*What you should do*.
A faithful, word-for-word transcription of all the data is what is needed.

* * * * * * *

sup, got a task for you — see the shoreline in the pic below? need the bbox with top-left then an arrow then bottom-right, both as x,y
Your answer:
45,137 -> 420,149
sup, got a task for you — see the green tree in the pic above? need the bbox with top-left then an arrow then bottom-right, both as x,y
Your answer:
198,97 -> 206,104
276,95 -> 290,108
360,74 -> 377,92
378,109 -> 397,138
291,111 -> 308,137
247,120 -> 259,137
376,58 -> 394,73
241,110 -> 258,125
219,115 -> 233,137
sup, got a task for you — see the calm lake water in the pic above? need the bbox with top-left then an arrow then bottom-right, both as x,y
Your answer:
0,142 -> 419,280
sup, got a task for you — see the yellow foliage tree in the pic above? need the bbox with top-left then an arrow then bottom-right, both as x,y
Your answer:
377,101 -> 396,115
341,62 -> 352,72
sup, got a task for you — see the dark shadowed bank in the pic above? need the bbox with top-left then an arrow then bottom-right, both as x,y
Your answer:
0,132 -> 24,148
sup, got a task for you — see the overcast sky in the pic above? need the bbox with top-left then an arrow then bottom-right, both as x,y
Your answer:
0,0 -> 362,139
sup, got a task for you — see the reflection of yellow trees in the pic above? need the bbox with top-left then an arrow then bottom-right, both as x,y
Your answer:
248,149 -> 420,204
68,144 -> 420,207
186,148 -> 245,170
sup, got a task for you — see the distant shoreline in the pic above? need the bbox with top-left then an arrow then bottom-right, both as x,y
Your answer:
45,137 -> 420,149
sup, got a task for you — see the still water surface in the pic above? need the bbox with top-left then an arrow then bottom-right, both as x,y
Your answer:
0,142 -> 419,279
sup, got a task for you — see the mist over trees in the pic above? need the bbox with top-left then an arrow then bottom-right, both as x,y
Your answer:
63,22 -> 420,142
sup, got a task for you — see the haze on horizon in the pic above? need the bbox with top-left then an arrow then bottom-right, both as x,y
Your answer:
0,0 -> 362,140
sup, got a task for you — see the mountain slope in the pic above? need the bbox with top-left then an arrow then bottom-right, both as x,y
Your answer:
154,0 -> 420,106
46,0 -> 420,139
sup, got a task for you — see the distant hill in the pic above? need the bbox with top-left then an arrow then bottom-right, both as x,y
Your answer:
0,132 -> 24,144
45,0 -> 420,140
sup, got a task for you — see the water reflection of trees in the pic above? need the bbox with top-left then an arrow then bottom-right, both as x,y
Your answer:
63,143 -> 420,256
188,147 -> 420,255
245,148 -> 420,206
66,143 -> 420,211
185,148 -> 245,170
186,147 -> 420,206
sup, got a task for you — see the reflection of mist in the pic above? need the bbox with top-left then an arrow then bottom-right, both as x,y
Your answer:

* * * * * * *

*Task output*.
sup, got a task for you — see the shoreline in the pic below? need the bbox with top-left then an arrow then bottom-right, both as x,y
Your answer:
45,137 -> 420,149
sup, got a task for you — see the green tree in the pic above? need the bbox with top-left then an arrow then bottom-right, both as x,y
Your answer:
198,97 -> 206,104
276,95 -> 290,108
360,74 -> 377,92
378,109 -> 397,138
291,111 -> 308,137
247,120 -> 259,137
376,58 -> 394,73
241,110 -> 258,125
219,115 -> 233,137
sup, got a task for you — see the calm lake water in the pic above? need the bbox with top-left then an arrow then bottom-right, both as x,y
Your answer:
0,142 -> 419,280
sup, got a task for you — see the yellow foliage tree in the pic above? need the bbox with top-left then an arrow then bottom-right, both as x,y
Your answer:
377,101 -> 396,115
341,62 -> 352,72
sup, got a task for you — see the dark shadowed bank in the pic above? need the bbox with top-left then an arrow then bottom-right, both as x,y
Your answer:
0,132 -> 24,148
sup, got a task for you — see the overcast sky in the pic above? need the bbox with top-left then an arrow then bottom-right, both as x,y
Your answer:
0,0 -> 362,139
sup, got a task for you — see the reflection of yellow trees in the pic above? need the bbox with top-left then an arrow then bottom-right, both as x,y
Your answer:
248,149 -> 420,204
68,144 -> 420,207
186,148 -> 245,170
sup, got a task for you — see the distant shoreline in the pic above? need the bbox with top-left then an arrow then bottom-right, both as x,y
Your answer:
45,137 -> 420,149
sup, got a task for you — see the still water surface in the pic above? need the bbox with top-left then an arrow then bottom-right, both as x,y
Your answer:
0,142 -> 419,279
sup, got a task for you — see the mist over trees in the pic above? need the bbox with top-left then an arrow then bottom-right, both as x,y
Your answer:
63,22 -> 420,142
sup, got a task for you — see the haze on horizon in the pic above? need the bbox with top-left then an arrow then bottom-right, both as x,y
Your answer:
0,0 -> 362,140
sup, got a task for you — see the mountain slope in the pic above? need the bbox with top-left then an arrow then bottom-right, both as x,y
Your answer:
154,0 -> 420,106
46,0 -> 420,139
sup, got a task for you — see the distant hill in the pic above? need the bbox with top-left then an arrow then bottom-right, both as x,y
Your answer:
0,132 -> 24,144
45,0 -> 420,140
sup, got a task for you — see the water reflection of trees in the pic above? need the bbox with top-left then an arrow then bottom-right, both as x,y
Your answer:
63,143 -> 420,256
188,147 -> 420,255
245,148 -> 420,206
66,143 -> 420,211
185,148 -> 245,170
186,147 -> 420,206
sup, got a task for you — see the reflection of mist in the pic above? need the bbox with top-left then an arrow then bottom-right, both as x,y
Your answer:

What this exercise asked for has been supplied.